Integridade democrática: proposta de definição
5 de maio de 2025, 8h00
Este artigo foi originariamente escrito para debates sobre a temática “Prestação Jurisdicional e Integridade Democrática”, ocorrido no último dia 24 de abril, no auditório da Esagu (Escola Superior da Advocacia-Geral da União), em Brasília.

“Integridade: do Latim integritate. Significa a qualidade ou estado de alguém que é íntegro, que possui conduta reta, ética, justa, honesta, proba. Integridade é sinônimo de honestidade, retidão, imparcialidade. A integridade de um órgão (ou sistema) depende do comportamento de cada um de seus integrantes! (…) Um bom princípio para andar na integridade é observar o pensamento do filósofo Immanuel Kant: ‘Tudo o que não puder contar como faz, não faça!’” (Dnit)
Dessa forma, a integridade configura-se como uma qualidade que pode ser atribuída a qualquer ente, indivíduo ou sistema cuja conduta ou funcionamento se pretenda aferir. Portanto, se a integridade pode ser atribuída a sujeitos e instituições, sua aplicação ao conceito de democracia — a chamada “integridade democrática” — exige, antes, a delimitação do que se entende por democracia.
“Democracia é a prática política de dissolução, de alguma maneira, do poder e das decisões políticas em meio aos cidadãos. O termo democracia tem origem grega, podendo ser etimologicamente dividido da seguinte maneira: demos (povo), kratos (poder).” (Brasil Escola)

----

## Requisitos
a) Indique se cada afirmação concorda com o artigo sobre integridade democrática: (i) os debates para os quais o artigo foi escrito ocorreram em São Paulo; (ii) o termo democracia tem origem grega; (iii) a integridade só pode ser atribuída a indivíduos. Responda sim ou não e cite literalmente o trecho decisivo.
b) Retorne, sem alterações, o trecho do artigo sobre integridade democrática que vai de "Dessa forma, a" até "entende por democracia.", inclusive.

Entradas de um conjunto de dados
----

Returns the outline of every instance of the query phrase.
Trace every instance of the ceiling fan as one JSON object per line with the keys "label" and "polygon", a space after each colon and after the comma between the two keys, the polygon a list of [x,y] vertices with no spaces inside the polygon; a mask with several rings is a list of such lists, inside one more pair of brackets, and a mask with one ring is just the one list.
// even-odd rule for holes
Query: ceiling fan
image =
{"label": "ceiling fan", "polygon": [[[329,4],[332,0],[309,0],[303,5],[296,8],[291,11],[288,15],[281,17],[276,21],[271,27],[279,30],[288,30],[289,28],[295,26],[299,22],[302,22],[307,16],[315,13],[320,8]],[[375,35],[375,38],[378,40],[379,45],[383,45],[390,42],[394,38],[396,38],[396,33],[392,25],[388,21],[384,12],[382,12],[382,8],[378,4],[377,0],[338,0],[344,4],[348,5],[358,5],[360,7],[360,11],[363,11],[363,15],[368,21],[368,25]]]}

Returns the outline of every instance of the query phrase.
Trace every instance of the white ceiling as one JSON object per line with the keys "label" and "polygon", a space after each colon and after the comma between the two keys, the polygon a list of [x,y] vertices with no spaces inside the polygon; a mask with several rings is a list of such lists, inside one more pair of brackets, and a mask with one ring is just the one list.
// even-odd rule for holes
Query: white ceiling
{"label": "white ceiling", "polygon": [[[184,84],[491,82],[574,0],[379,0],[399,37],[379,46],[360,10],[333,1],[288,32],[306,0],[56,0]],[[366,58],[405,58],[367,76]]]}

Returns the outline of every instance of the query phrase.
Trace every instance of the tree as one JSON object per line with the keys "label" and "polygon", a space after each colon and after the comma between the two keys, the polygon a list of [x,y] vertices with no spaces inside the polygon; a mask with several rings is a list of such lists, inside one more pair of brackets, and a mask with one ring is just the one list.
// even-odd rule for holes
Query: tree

----

## Soluções das tarefas
a)
(i) Não: "no auditório da Esagu (Escola Superior da Advocacia-Geral da União), em Brasília."
(ii) Sim: "O termo democracia tem origem grega"
(iii) Não: "pode ser atribuída a qualquer ente, indivíduo ou sistema"

b)
Dessa forma, a integridade configura-se como uma qualidade que pode ser atribuída a qualquer ente, indivíduo ou sistema cuja conduta ou funcionamento se pretenda aferir. Portanto, se a integridade pode ser atribuída a sujeitos e instituições, sua aplicação ao conceito de democracia — a chamada “integridade democrática” — exige, antes, a delimitação do que se entende por democracia.